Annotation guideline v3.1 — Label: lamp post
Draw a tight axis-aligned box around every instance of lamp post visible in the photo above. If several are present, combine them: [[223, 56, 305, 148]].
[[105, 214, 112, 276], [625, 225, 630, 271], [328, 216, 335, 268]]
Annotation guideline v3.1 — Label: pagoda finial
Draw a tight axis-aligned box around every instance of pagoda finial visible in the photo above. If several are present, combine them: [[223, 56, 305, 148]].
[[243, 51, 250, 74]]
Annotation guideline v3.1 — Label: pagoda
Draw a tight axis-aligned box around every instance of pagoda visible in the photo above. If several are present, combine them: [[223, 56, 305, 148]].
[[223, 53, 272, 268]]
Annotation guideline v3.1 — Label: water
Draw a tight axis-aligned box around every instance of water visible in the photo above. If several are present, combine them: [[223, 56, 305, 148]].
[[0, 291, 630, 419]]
---
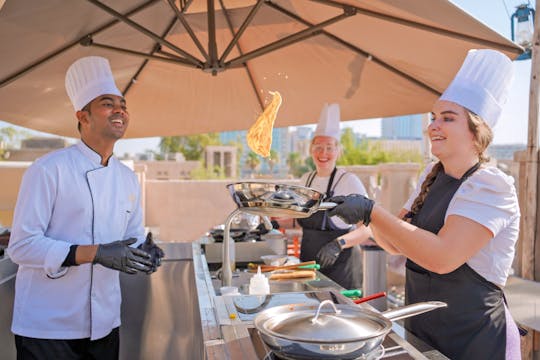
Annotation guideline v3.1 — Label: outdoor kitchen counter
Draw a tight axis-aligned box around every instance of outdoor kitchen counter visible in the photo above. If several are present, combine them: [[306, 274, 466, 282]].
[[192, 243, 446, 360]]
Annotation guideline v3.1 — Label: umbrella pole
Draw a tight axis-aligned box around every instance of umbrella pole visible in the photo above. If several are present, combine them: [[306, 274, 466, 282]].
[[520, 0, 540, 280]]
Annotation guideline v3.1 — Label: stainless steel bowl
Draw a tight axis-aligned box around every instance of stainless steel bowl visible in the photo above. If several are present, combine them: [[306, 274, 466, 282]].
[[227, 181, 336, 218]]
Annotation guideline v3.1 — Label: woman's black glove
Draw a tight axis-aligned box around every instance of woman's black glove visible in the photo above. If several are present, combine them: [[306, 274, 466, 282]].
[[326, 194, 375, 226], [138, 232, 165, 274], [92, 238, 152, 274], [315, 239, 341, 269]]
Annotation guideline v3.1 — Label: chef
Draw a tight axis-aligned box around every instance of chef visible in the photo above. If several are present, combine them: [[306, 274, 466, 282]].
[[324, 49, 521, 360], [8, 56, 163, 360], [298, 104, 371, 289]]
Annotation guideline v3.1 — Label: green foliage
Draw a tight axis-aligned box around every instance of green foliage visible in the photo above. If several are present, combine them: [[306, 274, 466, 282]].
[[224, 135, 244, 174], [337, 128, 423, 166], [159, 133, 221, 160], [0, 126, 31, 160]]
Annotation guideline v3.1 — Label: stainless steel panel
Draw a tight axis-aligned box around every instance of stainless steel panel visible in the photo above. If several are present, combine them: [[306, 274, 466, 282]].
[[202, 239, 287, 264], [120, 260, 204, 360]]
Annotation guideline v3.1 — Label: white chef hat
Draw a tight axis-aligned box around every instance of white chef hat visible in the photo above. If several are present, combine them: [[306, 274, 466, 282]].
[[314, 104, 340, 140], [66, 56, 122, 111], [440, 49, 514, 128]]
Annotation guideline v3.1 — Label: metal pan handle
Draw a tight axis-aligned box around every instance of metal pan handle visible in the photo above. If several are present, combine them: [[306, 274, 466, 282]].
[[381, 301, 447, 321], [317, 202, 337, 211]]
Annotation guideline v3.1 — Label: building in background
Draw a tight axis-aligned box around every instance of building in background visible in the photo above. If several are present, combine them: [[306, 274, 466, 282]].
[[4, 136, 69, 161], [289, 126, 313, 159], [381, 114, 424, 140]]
---
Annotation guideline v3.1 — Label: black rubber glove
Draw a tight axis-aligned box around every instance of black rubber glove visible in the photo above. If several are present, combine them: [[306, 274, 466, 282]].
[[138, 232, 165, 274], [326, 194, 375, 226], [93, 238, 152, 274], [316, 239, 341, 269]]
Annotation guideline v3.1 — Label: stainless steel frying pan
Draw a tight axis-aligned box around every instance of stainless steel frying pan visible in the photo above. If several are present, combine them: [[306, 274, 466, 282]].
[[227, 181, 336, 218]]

▸ **Task prompt**: Copy out only the items starting with the line that contains "Annotation guideline v3.1 — Label: metal" and going on through the line that contains "114, 424, 140]]", renaming "metal pan handle" to "pan handle" and leaving everything else unchanged.

▸ **Written reply**:
Annotation guideline v3.1 — Label: pan handle
Draw a tight axis-aligned box around every instance of pan handle visible in the photo above. If several are present, combine them: [[306, 274, 466, 282]].
[[381, 301, 447, 321], [317, 202, 337, 211]]
Annotation guideline v3.1 — Label: building in background
Draw a tight axis-aligned box around every instance of building in background visible in the photo above. If several are present, combine them: [[306, 274, 466, 282]].
[[4, 136, 69, 161], [289, 126, 313, 159], [381, 114, 424, 140]]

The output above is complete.